Source passage
==================================================
In the United States, most Department of Motor Vehicles offices do not provide vehicles for the road test and so the person taking the test must provide their own vehicle. This is useful because the vehicle they use for the test is typically the same vehicle they have used to practice driving. Before they can use the vehicle for the test, they must show proof of liability insurance to the DMV for the particular vehicle to avoid liability from a collision that could occur during the test.

In Australia and New Zealand own vehicles must be provided, and the driver must show proof of yearly Warranty of Fitness and registration (at Vehicle Testing New Zealand at the latter) to prove the car's road-worthiness. Only in Northern Territory and New Zealand Automobile Association-affiliated instructors are where driving instructors can become testing officers for official driving tests, but one must not assess their own students, and they will have to drive in the cars of the testing officers, except for truck-licenses (in NT) due to the lack of qualified instructors in the territory. The road test may be taken on either a manual or an automatic vehicle, however, when using an automatic vehicle, the driver's license will be restricted to such vehicles.

In New Zealand, in particular, the driver must pass two driving tests: One for restricted license, for driving independently during 7am-10pm, but supervised outside of those times, or must head home; in the same class and transmission (automatic/manual) as practised, as well as power restrictions if going for a motorbike license. This test assesses maneuverability (reverse parking, 3-point turns (without using driveways in Australia, with in NZ), U-turns and forward square parking (backward and forward square parkings in Australia) and motorway test. The shorter, 45-minute full-license test, taken at at least 6 months after, only tests for hazard detection, give way rules (changed to small corners' pass rule in 2016), road positioning, changing speed limit zones and gap selections in inner city streets.
==================================================
Data extract
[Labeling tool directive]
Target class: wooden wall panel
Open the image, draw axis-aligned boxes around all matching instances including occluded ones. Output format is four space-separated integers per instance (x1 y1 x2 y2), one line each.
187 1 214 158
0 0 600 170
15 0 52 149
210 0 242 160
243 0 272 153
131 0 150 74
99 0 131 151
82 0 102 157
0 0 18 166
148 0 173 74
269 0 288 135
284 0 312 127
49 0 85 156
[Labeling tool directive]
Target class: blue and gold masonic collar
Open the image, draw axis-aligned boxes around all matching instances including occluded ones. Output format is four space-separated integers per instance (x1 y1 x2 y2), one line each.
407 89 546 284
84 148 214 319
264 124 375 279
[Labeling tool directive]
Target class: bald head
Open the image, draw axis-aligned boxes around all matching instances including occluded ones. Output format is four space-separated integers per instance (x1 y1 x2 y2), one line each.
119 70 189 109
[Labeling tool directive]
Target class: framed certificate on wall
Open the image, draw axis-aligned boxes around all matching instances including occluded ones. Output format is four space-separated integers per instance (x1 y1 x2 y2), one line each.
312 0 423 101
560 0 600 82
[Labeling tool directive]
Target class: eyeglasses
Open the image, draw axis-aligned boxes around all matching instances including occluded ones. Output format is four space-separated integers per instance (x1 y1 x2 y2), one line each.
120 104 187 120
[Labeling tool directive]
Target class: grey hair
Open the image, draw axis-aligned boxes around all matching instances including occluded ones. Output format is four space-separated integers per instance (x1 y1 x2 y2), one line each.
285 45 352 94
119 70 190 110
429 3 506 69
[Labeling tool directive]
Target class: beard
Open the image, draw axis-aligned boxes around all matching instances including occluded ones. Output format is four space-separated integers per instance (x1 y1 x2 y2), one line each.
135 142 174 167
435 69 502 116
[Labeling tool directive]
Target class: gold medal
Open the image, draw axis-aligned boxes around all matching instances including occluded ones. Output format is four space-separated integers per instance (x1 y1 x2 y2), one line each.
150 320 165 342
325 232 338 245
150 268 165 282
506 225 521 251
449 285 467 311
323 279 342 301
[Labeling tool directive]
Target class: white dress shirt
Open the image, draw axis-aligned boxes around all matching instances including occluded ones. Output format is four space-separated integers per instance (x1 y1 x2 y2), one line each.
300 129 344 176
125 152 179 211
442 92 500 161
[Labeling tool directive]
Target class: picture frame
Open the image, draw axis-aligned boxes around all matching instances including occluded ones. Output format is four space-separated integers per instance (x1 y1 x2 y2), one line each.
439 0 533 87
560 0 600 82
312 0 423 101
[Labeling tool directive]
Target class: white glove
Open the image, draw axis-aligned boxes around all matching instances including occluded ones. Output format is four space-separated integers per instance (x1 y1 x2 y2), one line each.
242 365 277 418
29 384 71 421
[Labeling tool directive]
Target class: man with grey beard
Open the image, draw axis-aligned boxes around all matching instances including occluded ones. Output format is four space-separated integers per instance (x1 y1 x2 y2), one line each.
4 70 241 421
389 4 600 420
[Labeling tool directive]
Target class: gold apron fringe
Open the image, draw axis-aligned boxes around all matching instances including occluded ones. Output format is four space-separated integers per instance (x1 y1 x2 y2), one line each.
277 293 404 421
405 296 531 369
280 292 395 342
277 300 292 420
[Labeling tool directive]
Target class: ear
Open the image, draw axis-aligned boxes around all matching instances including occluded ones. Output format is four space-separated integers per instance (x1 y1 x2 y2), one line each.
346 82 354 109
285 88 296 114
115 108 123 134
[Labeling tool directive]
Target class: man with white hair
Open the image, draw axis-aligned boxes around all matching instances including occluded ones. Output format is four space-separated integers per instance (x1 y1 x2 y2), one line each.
==================================================
Your assignment
From the driving test passage above, copy out the stretch that opens with the words "In Australia and" and stops after the words "to such vehicles.", word for word.

Task answer
In Australia and New Zealand own vehicles must be provided, and the driver must show proof of yearly Warranty of Fitness and registration (at Vehicle Testing New Zealand at the latter) to prove the car's road-worthiness. Only in Northern Territory and New Zealand Automobile Association-affiliated instructors are where driving instructors can become testing officers for official driving tests, but one must not assess their own students, and they will have to drive in the cars of the testing officers, except for truck-licenses (in NT) due to the lack of qualified instructors in the territory. The road test may be taken on either a manual or an automatic vehicle, however, when using an automatic vehicle, the driver's license will be restricted to such vehicles.